Task description> Counting every line in the records below that holds "cloud", give the total and add nothing.

Excerpted data>
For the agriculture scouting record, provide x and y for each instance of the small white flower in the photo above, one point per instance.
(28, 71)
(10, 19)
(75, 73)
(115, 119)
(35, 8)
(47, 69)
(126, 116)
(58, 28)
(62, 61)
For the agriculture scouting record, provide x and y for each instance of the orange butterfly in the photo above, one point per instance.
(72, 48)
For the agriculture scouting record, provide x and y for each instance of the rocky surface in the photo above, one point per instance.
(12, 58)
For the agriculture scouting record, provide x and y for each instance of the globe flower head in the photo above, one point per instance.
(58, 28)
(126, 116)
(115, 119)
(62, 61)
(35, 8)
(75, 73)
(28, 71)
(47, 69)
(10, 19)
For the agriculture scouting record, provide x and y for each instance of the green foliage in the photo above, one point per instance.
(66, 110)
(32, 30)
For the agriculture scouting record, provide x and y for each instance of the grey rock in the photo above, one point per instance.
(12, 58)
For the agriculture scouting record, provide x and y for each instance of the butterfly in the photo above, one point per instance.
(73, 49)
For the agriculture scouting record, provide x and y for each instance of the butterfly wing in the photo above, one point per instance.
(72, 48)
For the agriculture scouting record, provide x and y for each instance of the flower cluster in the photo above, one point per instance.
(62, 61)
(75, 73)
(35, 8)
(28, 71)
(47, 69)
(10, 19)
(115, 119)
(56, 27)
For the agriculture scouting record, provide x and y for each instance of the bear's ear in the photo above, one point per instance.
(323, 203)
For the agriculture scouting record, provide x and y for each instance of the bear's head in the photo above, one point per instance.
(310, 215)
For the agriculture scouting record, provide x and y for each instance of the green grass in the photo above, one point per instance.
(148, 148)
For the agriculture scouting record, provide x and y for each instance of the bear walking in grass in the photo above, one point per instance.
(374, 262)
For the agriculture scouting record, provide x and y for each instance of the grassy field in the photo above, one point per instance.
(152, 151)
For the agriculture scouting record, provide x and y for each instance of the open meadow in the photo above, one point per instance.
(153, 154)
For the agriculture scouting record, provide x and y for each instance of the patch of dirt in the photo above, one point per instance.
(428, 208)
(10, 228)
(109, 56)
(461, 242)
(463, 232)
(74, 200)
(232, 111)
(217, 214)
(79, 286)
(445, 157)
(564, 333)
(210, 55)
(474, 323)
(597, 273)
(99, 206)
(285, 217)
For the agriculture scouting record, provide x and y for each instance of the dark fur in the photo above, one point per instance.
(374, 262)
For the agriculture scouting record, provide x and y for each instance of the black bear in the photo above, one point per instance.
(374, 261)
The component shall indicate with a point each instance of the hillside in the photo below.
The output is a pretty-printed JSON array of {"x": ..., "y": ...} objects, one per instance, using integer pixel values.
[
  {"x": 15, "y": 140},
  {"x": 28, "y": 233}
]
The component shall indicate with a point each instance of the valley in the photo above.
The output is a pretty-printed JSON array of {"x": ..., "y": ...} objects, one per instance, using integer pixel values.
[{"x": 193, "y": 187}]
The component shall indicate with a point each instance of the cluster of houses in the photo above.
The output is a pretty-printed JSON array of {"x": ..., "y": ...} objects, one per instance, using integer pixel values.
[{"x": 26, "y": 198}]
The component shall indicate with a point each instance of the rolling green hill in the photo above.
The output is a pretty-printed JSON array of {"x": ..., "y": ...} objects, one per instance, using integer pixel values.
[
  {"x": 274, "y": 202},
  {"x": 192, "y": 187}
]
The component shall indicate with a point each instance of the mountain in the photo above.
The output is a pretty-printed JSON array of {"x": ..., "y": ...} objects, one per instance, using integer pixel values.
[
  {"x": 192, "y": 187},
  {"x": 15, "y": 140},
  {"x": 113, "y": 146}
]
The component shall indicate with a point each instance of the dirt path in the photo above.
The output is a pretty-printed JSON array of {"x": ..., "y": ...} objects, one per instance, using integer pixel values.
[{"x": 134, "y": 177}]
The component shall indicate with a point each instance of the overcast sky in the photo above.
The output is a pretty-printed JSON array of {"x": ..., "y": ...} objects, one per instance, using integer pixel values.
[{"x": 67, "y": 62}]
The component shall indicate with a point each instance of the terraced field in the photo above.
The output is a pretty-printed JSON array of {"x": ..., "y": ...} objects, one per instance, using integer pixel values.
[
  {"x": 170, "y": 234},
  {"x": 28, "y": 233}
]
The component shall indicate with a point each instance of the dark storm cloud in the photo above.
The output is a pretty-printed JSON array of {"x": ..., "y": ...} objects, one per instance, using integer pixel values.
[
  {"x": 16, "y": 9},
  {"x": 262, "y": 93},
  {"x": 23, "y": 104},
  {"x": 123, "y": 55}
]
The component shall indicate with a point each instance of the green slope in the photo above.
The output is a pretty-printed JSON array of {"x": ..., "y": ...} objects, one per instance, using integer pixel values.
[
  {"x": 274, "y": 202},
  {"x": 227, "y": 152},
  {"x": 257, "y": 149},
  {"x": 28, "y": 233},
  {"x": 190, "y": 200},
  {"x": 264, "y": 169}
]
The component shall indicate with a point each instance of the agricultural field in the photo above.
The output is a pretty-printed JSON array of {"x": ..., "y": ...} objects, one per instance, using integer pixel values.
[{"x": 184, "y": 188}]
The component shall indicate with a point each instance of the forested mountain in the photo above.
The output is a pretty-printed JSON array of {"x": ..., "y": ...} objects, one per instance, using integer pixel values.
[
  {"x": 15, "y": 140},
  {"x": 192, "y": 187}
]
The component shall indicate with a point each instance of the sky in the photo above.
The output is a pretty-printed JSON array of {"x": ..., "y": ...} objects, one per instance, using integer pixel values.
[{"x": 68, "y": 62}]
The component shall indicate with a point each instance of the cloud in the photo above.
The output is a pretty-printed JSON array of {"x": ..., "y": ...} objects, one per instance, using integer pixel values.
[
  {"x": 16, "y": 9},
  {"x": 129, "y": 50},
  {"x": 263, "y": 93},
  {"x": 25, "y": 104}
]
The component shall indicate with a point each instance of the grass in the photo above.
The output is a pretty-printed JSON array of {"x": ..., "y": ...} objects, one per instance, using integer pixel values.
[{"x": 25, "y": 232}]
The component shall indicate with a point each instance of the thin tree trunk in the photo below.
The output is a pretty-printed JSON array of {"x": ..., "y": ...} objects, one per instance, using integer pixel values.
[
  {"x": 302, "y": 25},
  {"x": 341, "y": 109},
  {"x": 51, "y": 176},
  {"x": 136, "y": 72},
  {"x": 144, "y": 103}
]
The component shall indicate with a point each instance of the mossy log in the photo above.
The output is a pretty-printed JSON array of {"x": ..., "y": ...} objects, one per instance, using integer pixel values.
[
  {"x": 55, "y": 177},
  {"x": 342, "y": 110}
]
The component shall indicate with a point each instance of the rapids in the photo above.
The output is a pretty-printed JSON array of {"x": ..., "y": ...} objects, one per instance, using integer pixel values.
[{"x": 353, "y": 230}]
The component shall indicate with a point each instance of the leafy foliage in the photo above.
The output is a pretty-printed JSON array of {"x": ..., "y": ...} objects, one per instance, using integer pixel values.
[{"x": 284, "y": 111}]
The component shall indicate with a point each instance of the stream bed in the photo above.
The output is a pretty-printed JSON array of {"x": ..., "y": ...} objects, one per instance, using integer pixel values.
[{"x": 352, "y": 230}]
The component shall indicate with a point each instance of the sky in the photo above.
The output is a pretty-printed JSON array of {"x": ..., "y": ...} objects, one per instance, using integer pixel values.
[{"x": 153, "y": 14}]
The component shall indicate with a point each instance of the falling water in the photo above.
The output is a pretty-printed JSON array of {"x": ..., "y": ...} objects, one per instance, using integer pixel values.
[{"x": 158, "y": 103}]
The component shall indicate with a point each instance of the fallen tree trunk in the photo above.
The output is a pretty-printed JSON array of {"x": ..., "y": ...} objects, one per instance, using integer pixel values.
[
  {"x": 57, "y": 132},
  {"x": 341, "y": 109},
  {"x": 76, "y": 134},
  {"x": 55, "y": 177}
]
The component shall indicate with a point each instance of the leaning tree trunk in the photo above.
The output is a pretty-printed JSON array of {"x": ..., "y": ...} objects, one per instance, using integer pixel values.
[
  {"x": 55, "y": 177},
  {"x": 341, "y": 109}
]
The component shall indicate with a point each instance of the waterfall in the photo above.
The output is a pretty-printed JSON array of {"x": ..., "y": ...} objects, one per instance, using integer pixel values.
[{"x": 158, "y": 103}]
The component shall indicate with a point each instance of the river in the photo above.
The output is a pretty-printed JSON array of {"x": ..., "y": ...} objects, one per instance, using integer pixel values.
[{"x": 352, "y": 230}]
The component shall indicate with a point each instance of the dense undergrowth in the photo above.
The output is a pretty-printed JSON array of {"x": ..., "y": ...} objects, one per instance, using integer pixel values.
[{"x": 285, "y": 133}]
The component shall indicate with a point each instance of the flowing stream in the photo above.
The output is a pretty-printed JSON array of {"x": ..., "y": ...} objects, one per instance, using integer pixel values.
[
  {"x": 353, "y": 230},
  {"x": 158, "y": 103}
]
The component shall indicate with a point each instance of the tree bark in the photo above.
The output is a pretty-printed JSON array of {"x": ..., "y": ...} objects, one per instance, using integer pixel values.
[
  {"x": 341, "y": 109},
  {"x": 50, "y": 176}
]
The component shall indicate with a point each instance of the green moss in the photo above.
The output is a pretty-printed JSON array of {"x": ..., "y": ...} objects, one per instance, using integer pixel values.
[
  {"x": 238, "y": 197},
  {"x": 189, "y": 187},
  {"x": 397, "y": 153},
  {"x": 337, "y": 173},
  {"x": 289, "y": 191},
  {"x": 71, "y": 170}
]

--

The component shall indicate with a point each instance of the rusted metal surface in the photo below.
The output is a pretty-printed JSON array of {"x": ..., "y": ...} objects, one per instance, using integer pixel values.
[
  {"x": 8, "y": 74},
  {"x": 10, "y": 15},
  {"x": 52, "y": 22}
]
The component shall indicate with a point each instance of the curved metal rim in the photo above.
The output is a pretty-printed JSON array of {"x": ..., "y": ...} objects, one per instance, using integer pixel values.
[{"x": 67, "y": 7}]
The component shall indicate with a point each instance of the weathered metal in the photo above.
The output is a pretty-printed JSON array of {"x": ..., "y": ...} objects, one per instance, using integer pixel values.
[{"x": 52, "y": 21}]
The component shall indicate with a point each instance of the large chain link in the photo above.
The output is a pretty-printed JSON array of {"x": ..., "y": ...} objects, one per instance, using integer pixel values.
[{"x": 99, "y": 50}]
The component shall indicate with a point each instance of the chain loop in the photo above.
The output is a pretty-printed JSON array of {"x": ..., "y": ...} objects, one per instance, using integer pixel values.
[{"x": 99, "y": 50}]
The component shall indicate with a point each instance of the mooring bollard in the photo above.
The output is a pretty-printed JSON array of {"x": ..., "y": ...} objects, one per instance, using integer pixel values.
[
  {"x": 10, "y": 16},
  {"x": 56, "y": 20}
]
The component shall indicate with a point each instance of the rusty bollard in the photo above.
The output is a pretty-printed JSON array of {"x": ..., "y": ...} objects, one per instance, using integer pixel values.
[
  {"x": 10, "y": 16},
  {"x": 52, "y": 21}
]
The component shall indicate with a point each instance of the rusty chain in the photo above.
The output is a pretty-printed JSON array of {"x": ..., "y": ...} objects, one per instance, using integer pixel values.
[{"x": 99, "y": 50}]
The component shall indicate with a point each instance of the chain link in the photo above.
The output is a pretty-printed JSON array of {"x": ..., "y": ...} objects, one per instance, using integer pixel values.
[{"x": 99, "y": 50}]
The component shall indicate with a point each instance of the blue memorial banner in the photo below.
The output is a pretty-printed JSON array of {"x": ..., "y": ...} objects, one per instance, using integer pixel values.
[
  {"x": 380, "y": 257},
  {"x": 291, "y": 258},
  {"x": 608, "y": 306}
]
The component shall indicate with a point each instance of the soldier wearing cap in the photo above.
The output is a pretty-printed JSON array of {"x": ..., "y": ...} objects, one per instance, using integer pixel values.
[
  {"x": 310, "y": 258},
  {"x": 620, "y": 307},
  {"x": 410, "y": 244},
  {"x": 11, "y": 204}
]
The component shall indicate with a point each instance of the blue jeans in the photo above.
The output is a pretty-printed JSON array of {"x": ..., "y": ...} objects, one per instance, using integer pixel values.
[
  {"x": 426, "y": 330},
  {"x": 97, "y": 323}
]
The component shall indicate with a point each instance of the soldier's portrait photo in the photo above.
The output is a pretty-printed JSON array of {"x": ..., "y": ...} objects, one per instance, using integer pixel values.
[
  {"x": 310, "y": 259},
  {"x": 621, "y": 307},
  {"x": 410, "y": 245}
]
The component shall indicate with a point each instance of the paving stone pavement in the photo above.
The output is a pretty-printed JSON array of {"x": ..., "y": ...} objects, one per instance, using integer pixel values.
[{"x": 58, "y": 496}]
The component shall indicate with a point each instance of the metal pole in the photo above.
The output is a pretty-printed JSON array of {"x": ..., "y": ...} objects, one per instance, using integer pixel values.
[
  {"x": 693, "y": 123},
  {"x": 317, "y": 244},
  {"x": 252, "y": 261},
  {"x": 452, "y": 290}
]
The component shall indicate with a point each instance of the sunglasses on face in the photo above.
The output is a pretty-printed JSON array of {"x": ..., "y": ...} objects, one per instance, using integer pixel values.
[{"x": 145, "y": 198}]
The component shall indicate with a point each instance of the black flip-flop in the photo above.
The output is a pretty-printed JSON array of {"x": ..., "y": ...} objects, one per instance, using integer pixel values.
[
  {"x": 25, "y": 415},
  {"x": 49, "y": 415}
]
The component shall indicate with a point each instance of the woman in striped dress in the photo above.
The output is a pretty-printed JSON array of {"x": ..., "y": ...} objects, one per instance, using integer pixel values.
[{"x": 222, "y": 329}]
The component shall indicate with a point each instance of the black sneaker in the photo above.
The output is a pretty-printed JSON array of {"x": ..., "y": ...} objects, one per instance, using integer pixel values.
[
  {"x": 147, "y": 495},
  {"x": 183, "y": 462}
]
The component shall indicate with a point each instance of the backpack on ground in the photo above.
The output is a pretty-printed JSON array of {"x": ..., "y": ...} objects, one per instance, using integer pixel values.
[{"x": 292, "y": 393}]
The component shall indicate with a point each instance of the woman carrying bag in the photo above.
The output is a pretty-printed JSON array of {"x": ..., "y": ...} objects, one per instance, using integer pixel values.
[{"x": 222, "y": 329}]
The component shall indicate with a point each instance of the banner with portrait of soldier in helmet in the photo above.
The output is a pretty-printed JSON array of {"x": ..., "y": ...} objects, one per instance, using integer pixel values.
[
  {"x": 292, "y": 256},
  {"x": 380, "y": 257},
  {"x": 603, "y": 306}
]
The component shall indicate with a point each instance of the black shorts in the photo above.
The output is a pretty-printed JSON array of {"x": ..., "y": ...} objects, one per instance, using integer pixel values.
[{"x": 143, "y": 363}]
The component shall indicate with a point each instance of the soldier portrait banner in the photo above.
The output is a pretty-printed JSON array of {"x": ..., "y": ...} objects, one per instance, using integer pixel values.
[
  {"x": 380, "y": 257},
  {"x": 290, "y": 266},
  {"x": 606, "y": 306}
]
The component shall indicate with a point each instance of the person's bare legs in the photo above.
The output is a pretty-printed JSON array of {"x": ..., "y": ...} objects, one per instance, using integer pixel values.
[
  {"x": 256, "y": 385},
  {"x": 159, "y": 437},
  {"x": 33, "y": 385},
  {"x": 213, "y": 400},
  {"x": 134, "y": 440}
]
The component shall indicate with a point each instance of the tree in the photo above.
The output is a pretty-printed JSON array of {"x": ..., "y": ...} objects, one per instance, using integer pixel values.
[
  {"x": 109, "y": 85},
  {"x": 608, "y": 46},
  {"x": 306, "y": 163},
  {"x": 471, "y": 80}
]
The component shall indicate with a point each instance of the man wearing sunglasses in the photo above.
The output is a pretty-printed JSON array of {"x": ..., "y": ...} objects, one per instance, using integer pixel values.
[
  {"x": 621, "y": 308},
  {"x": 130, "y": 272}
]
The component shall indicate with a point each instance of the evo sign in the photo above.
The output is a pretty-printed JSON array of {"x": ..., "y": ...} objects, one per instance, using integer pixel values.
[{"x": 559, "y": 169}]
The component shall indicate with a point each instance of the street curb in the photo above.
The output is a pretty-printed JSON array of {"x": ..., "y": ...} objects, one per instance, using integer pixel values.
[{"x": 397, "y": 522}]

Task response> 2